++++ DATA TO PROCESS

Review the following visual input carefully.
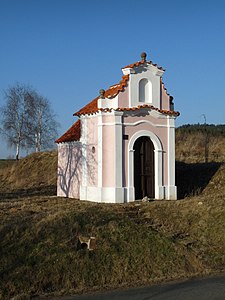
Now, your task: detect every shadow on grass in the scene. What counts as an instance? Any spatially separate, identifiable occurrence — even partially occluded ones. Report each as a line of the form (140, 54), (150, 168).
(0, 185), (56, 201)
(176, 161), (223, 199)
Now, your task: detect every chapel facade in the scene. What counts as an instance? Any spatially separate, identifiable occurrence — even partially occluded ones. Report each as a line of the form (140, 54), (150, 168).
(56, 53), (179, 203)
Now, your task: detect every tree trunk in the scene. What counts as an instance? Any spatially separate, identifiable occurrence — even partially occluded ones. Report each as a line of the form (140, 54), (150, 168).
(16, 143), (20, 160)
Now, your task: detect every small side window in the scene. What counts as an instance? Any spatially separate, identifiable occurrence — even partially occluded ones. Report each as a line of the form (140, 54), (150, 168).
(139, 78), (152, 103)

++++++++

THE EXERCISE: Echo these lines word for word, leaving out the pictures.

RESULT:
Review the following visual input carefully.
Now, your task: detect every shadow on grass in the scene. What counts as an instance? Any spatially separate, identifiable occurrence — even partially occluded ones. Report each as a line of the form (140, 54), (150, 168).
(0, 185), (56, 201)
(176, 161), (223, 199)
Now, your task: detect every chapel facade in the scene. What counts as an instance? Any spatially separate, identifiable occurrence — even partially occluded ones. Report each as a line of the form (140, 54), (150, 168).
(56, 53), (179, 203)
Now, your task: detect every tree trunk in the scene. What counts as an instance? Any spatially separate, identifiable occurrence — even partially occluded ones. Report each as a line of the form (140, 54), (150, 168).
(16, 143), (20, 160)
Now, your task: detect every small side window in the scene. What counts as an instance? Any spatially separate, identifiable occurrence — even partially occluded ones. Report each as a line of the form (140, 54), (150, 168).
(139, 78), (152, 103)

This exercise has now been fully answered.